- Source records -
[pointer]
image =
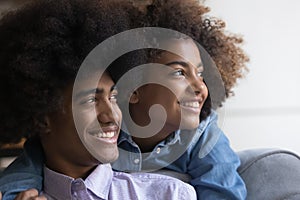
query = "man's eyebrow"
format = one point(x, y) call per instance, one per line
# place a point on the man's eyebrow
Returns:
point(93, 91)
point(182, 63)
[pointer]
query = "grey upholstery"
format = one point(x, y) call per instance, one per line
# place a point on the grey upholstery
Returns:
point(270, 174)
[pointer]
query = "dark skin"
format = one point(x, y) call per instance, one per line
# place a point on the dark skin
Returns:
point(184, 77)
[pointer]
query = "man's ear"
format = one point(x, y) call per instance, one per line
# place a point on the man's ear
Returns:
point(42, 124)
point(134, 98)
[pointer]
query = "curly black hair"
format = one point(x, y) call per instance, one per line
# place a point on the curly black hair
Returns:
point(42, 46)
point(190, 18)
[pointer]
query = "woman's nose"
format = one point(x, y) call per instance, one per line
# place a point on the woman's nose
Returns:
point(196, 84)
point(106, 113)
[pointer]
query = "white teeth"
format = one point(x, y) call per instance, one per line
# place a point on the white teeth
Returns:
point(105, 134)
point(193, 104)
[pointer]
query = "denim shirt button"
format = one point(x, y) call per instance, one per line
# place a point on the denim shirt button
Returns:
point(136, 161)
point(158, 150)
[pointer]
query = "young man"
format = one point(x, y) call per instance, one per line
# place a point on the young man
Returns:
point(42, 47)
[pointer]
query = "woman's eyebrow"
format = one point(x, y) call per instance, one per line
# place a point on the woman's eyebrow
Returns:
point(184, 64)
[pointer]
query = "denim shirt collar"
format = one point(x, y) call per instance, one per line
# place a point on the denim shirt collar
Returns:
point(174, 137)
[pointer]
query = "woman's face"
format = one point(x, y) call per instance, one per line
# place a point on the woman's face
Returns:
point(183, 92)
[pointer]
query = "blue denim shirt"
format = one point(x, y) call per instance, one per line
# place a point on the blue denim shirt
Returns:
point(204, 154)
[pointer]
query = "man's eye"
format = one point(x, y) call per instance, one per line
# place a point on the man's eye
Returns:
point(113, 96)
point(89, 100)
point(178, 73)
point(199, 74)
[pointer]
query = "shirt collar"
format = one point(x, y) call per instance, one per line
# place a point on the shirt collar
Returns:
point(51, 179)
point(100, 180)
point(173, 138)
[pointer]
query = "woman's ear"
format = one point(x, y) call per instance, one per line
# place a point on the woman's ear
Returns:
point(134, 98)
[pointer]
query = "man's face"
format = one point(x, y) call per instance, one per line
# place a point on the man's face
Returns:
point(97, 117)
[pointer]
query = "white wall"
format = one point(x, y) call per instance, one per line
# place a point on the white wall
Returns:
point(265, 111)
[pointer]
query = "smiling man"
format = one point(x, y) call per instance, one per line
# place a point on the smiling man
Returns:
point(71, 131)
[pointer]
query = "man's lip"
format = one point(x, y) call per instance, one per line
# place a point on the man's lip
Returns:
point(106, 129)
point(198, 99)
point(110, 128)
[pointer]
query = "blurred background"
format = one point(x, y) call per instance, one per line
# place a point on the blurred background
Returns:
point(265, 111)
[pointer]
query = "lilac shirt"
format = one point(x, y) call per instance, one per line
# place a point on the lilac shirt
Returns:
point(103, 183)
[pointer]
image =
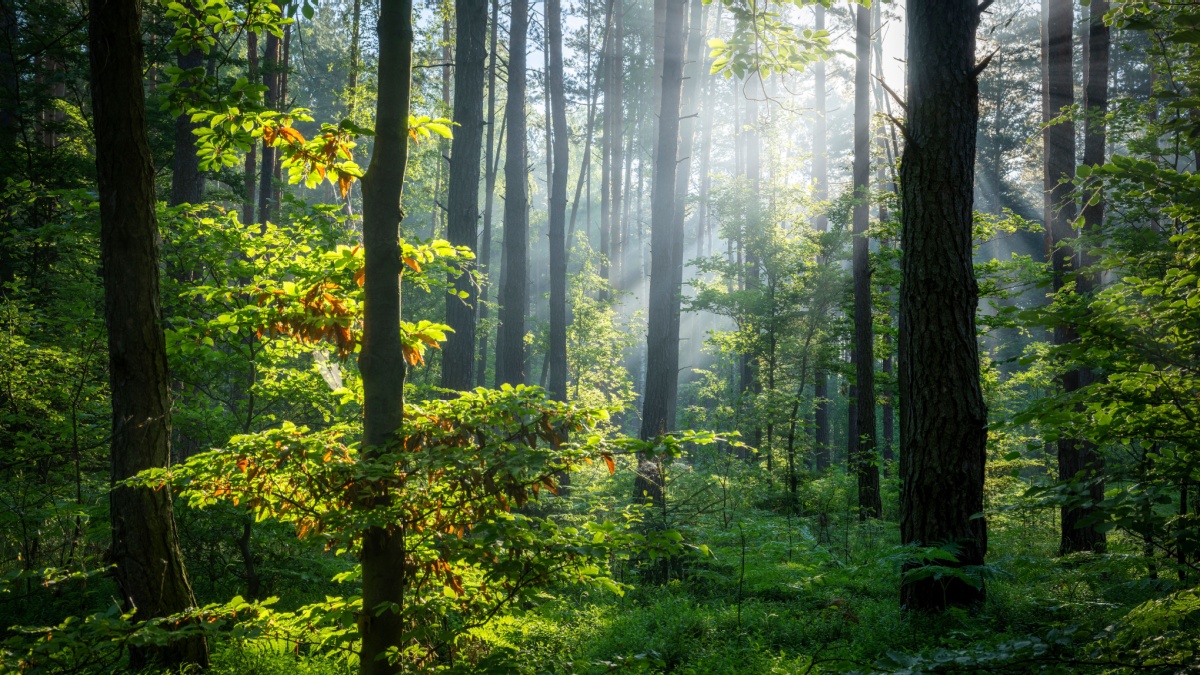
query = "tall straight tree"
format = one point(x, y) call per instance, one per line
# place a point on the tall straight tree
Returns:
point(514, 294)
point(863, 441)
point(1085, 460)
point(821, 178)
point(145, 544)
point(663, 352)
point(943, 422)
point(471, 51)
point(382, 362)
point(270, 72)
point(557, 204)
point(689, 112)
point(490, 171)
point(186, 178)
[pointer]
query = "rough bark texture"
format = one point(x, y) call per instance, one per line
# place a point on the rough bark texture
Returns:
point(557, 205)
point(821, 177)
point(490, 168)
point(145, 544)
point(186, 179)
point(863, 460)
point(382, 360)
point(271, 97)
point(663, 353)
point(1096, 102)
point(514, 294)
point(471, 52)
point(942, 414)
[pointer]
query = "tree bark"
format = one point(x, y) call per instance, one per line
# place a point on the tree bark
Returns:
point(557, 205)
point(186, 179)
point(491, 165)
point(145, 544)
point(821, 177)
point(471, 51)
point(382, 363)
point(663, 353)
point(267, 171)
point(943, 422)
point(864, 442)
point(514, 296)
point(1086, 461)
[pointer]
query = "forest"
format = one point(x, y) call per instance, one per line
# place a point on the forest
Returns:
point(586, 336)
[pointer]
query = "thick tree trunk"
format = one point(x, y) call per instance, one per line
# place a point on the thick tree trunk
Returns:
point(557, 205)
point(1086, 461)
point(863, 461)
point(186, 179)
point(491, 166)
point(471, 18)
point(145, 544)
point(663, 353)
point(821, 177)
point(943, 422)
point(382, 363)
point(514, 296)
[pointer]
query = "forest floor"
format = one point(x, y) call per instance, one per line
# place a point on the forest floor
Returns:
point(813, 593)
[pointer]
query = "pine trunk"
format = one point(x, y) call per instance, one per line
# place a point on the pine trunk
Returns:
point(471, 18)
point(145, 544)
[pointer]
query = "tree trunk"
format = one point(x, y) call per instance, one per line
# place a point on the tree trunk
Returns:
point(943, 422)
point(1086, 461)
point(557, 205)
point(145, 544)
point(267, 171)
point(868, 470)
point(491, 166)
point(821, 177)
point(382, 363)
point(514, 296)
point(251, 169)
point(663, 353)
point(186, 179)
point(471, 18)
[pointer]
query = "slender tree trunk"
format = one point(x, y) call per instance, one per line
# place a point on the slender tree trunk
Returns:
point(864, 443)
point(491, 168)
point(382, 363)
point(145, 544)
point(557, 205)
point(251, 169)
point(943, 422)
point(186, 179)
point(821, 177)
point(462, 199)
point(271, 79)
point(514, 296)
point(663, 353)
point(1086, 461)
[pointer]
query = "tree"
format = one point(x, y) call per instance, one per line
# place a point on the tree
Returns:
point(863, 441)
point(510, 350)
point(557, 205)
point(942, 414)
point(663, 353)
point(145, 544)
point(471, 49)
point(382, 360)
point(821, 177)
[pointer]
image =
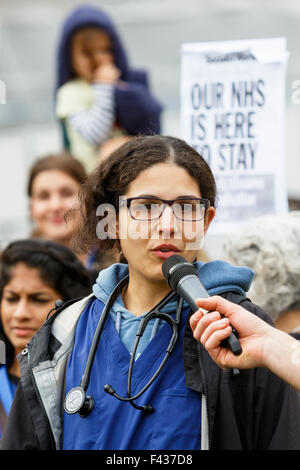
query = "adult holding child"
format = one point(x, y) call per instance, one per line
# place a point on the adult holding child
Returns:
point(101, 101)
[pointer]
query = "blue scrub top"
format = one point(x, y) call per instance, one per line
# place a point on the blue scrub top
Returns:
point(7, 391)
point(115, 425)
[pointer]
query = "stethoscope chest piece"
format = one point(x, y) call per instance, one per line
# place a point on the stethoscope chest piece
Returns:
point(76, 401)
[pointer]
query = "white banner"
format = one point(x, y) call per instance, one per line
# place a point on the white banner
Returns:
point(233, 113)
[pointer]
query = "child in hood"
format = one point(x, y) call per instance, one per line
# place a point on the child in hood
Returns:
point(100, 100)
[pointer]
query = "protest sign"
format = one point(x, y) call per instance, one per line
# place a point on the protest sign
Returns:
point(233, 113)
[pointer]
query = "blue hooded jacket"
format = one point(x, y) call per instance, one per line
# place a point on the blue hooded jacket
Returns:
point(137, 111)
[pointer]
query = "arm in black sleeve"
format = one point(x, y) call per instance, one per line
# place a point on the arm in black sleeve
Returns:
point(19, 432)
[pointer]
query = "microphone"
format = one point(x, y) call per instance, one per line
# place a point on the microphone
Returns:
point(183, 278)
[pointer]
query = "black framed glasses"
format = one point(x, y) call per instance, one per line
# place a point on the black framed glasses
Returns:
point(147, 208)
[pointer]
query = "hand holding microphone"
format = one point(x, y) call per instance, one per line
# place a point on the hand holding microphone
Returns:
point(183, 278)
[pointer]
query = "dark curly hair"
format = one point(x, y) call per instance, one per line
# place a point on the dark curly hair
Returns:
point(58, 266)
point(113, 176)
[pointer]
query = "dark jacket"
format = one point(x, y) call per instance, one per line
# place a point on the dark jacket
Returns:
point(137, 111)
point(247, 409)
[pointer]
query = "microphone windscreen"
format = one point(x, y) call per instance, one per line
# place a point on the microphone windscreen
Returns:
point(175, 268)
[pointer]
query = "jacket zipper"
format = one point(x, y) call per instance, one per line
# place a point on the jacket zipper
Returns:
point(38, 396)
point(198, 349)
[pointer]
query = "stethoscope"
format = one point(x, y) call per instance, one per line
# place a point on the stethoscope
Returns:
point(77, 401)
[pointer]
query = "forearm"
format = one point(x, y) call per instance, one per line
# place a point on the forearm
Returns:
point(282, 356)
point(95, 124)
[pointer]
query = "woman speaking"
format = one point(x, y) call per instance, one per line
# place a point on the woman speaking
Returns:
point(120, 369)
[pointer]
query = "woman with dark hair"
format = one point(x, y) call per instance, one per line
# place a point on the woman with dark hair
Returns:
point(34, 274)
point(109, 360)
point(53, 185)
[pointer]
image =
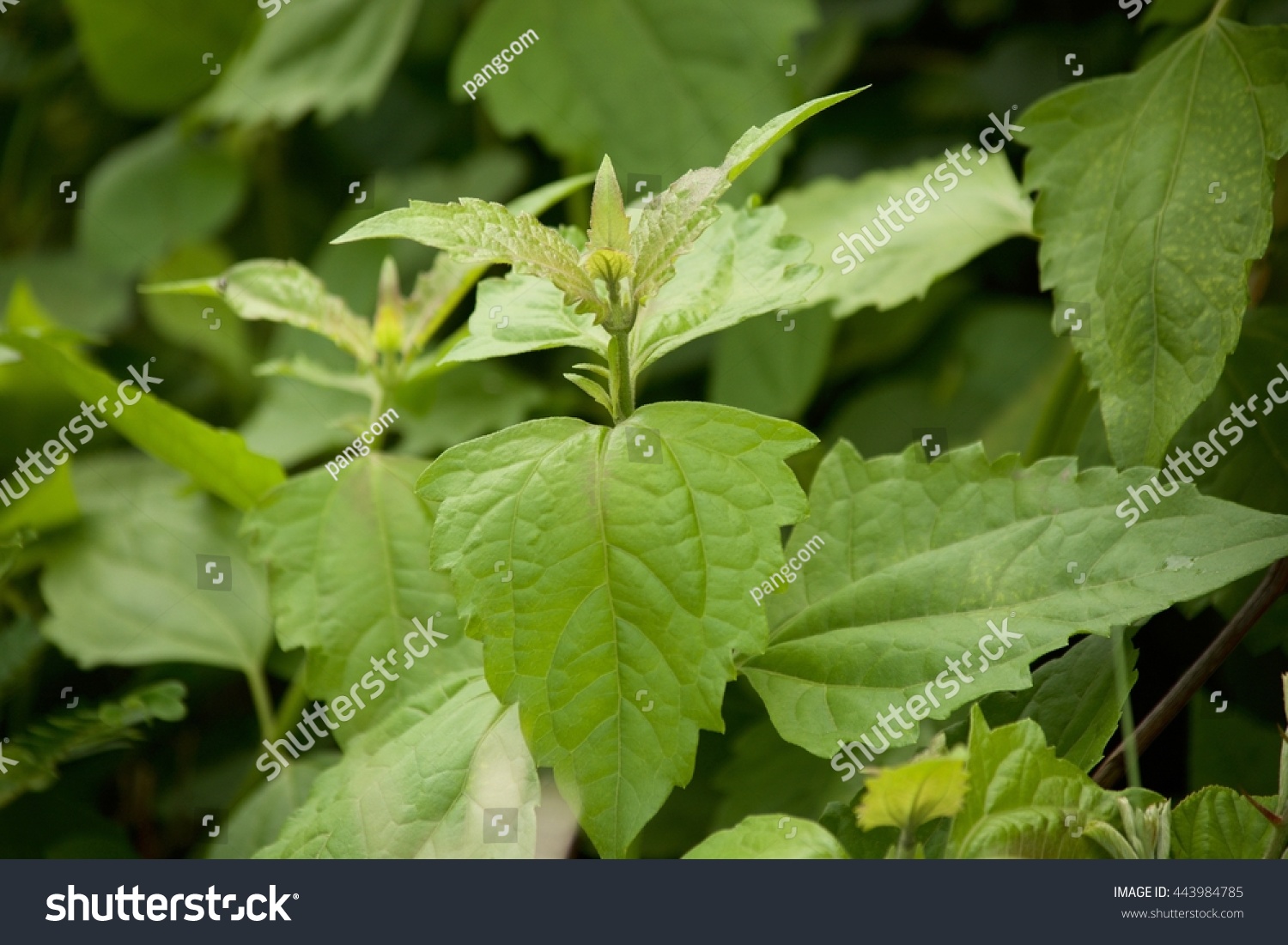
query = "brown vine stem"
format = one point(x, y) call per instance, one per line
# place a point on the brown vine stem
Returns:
point(1272, 586)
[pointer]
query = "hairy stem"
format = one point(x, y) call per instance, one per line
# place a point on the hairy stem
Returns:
point(1128, 723)
point(263, 703)
point(1272, 586)
point(621, 384)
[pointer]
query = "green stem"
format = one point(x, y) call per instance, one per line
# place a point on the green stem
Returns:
point(291, 706)
point(907, 845)
point(621, 384)
point(1064, 414)
point(1280, 836)
point(1128, 723)
point(263, 703)
point(1218, 9)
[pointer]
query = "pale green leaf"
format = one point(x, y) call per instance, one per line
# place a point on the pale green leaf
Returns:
point(479, 233)
point(674, 221)
point(610, 228)
point(659, 87)
point(523, 313)
point(125, 591)
point(958, 221)
point(319, 530)
point(1130, 170)
point(605, 571)
point(1218, 824)
point(741, 267)
point(331, 56)
point(258, 821)
point(914, 793)
point(76, 291)
point(216, 460)
point(914, 559)
point(445, 283)
point(1073, 700)
point(154, 195)
point(773, 365)
point(419, 783)
point(770, 837)
point(1022, 801)
point(268, 290)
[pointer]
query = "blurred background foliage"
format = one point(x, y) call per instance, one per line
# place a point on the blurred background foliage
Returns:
point(196, 134)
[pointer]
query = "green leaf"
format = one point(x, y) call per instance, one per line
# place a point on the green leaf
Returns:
point(464, 403)
point(48, 505)
point(741, 267)
point(610, 228)
point(258, 821)
point(154, 195)
point(674, 221)
point(417, 784)
point(1073, 700)
point(1233, 747)
point(447, 281)
point(476, 232)
point(330, 56)
point(589, 85)
point(267, 290)
point(125, 592)
point(216, 460)
point(773, 365)
point(1130, 224)
point(522, 313)
point(314, 533)
point(21, 648)
point(770, 837)
point(1022, 801)
point(956, 226)
point(1218, 824)
point(956, 384)
point(626, 579)
point(912, 560)
point(138, 71)
point(210, 330)
point(914, 793)
point(41, 749)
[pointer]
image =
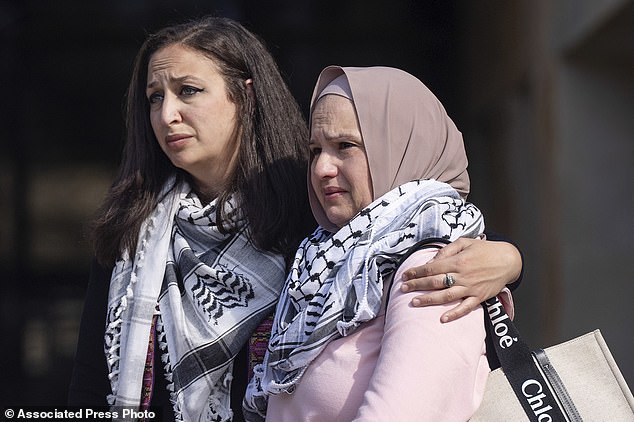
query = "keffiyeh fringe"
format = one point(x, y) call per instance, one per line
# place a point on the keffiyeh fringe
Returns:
point(212, 289)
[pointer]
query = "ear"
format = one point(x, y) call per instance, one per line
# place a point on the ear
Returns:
point(249, 85)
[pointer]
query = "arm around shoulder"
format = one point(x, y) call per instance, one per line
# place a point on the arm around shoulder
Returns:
point(426, 370)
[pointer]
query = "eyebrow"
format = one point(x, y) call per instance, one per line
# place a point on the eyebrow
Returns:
point(337, 135)
point(179, 79)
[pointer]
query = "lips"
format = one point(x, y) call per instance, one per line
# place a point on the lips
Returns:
point(170, 139)
point(332, 191)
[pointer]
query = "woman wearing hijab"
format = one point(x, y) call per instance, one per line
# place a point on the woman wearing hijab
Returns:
point(387, 184)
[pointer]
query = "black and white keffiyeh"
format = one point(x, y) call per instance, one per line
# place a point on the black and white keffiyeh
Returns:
point(212, 290)
point(336, 282)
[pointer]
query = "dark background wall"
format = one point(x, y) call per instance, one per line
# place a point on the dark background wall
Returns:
point(505, 71)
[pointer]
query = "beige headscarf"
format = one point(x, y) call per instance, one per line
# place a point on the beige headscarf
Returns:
point(406, 130)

- Written exercise -
Please swap "denim shirt button" for "denim shirt pocket" in the lines from the start through the line containing "point(42, 47)", both ends included, and give those lines again with everything else unchanged. Leave the pictures out of your answer.

- Written solution -
[pointer]
image =
query = "man's eyebrow"
format = one point(x, y) call per instance, one per line
# place a point on the man's eyebrow
Returns:
point(93, 91)
point(182, 63)
[pointer]
query = "grey upholstery"
format = one point(x, y) call per instance, one per line
# place a point on the grey upholstery
Returns:
point(270, 174)
[pointer]
query = "dark skin"
format = one point(x, y) call per instance, one per line
# place a point on the dark skin
Returns:
point(184, 77)
[pointer]
query = "man's ear"
format = one point(x, y) call per instance, one per line
# place a point on the man's ear
Returns:
point(42, 124)
point(134, 98)
[pointer]
query = "curly black hair"
format = one point(x, y) call per instance, one per line
# place a point on the curly black hair
Returns:
point(42, 46)
point(190, 18)
[pointer]
query = "woman's nose"
format = one point(x, y) call per instance, one per line
# place a point on the woman's nose
Returns:
point(196, 84)
point(106, 113)
[pointer]
query = "white teeth"
format = one point(x, y) call per instance, one per line
# place a point on the white teeth
Returns:
point(105, 134)
point(193, 104)
[pointer]
query = "denim shirt pocket"
format = one point(x, y) call per instance, one per line
# place a point on the denim shirt pocket
Returns:
point(136, 161)
point(158, 150)
[pointer]
query = "young man"
format = one point(x, y) call per instance, one per line
# place a point on the young man
Returns:
point(42, 47)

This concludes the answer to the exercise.